**RECORDS SHOWN**
..............................

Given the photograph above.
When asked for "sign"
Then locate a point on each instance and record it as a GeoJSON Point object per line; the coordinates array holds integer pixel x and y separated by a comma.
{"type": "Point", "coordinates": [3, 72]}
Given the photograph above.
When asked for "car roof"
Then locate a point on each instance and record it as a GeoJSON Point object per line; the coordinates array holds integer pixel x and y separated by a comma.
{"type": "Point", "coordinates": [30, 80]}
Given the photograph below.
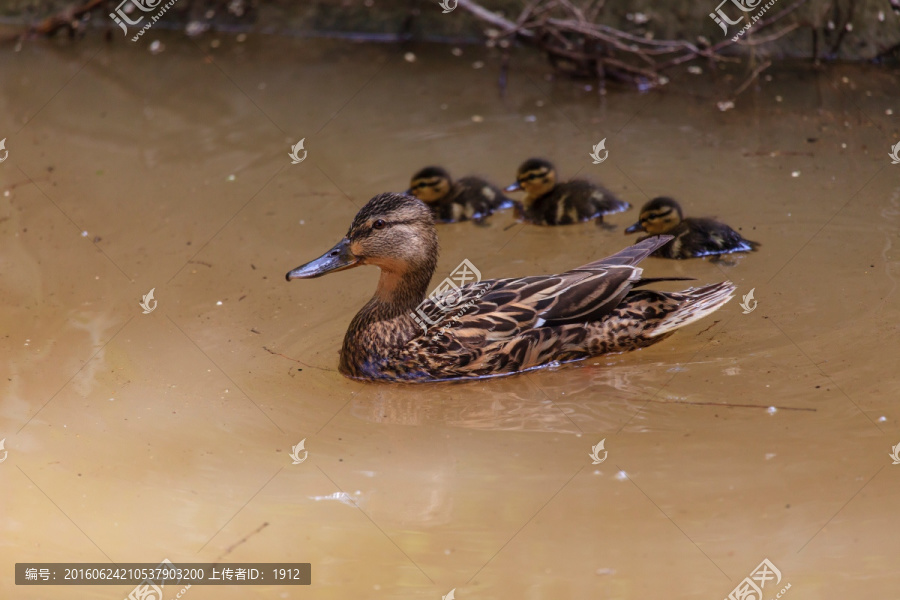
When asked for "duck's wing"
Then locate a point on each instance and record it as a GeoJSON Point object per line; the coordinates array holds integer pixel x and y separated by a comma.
{"type": "Point", "coordinates": [506, 307]}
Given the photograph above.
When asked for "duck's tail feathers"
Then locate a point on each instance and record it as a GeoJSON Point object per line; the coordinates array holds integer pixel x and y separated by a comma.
{"type": "Point", "coordinates": [648, 280]}
{"type": "Point", "coordinates": [631, 255]}
{"type": "Point", "coordinates": [696, 304]}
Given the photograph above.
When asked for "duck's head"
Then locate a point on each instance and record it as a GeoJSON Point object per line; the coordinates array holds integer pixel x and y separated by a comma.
{"type": "Point", "coordinates": [658, 216]}
{"type": "Point", "coordinates": [392, 231]}
{"type": "Point", "coordinates": [536, 177]}
{"type": "Point", "coordinates": [430, 184]}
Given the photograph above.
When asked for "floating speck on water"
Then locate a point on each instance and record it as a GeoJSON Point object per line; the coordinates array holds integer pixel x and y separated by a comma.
{"type": "Point", "coordinates": [195, 28]}
{"type": "Point", "coordinates": [725, 105]}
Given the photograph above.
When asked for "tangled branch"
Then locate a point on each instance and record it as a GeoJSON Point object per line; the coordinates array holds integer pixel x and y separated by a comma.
{"type": "Point", "coordinates": [580, 47]}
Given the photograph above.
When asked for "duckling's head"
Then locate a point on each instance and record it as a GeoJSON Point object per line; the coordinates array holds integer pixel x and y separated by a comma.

..............................

**WHAT THIS TASK INVOLVES**
Rewrite the rows beginning at the line that contains "Given the photograph below." and running through the last row, requests included, and rescale every point coordinate in the answers by multiplying it by 0.7 and rounding to a whole number, with halves rounded up. Leave the pictures out of your answer.

**EXERCISE RESPONSE**
Given the photograph below.
When asked for "duck's wing"
Then locate a point on each instance and record it as a GeoJSON Point object per line; the coordinates array holds integer pixel x and y separated by a comma.
{"type": "Point", "coordinates": [354, 215]}
Given the photograph above.
When asked for "duck's tail feathers"
Then locate a point on each instance and record it as a GeoJSON Point object per line; the coordinates array holds integer pixel x and y separated by a comma.
{"type": "Point", "coordinates": [454, 196]}
{"type": "Point", "coordinates": [442, 179]}
{"type": "Point", "coordinates": [487, 213]}
Given the photograph above.
When asked for "duck's head"
Then locate a point on each instance and record it as a GeoJSON Point object per line; the coordinates array holds integer pixel x and y separated by a comma.
{"type": "Point", "coordinates": [461, 151]}
{"type": "Point", "coordinates": [274, 162]}
{"type": "Point", "coordinates": [375, 124]}
{"type": "Point", "coordinates": [301, 129]}
Given the photograph above.
When asked for "floating speck on water"
Then locate a point on each instance and record it as a GeoJSON Point object per line; the coordinates array holds integer pixel x and y separated by a comma.
{"type": "Point", "coordinates": [137, 20]}
{"type": "Point", "coordinates": [508, 74]}
Given the photograph above.
When asked for "tangled branch"
Then locate a point on each instance and record it as a GeoJSON Point object per line; the coordinates array holds integer pixel x and y separated by a comma.
{"type": "Point", "coordinates": [406, 33]}
Given the photograph above.
When asked for "duckling's head"
Then locate a point on each instance and record it as a GeoJSON Point object per line; the coordinates array holds integer pixel x and y separated by a comma.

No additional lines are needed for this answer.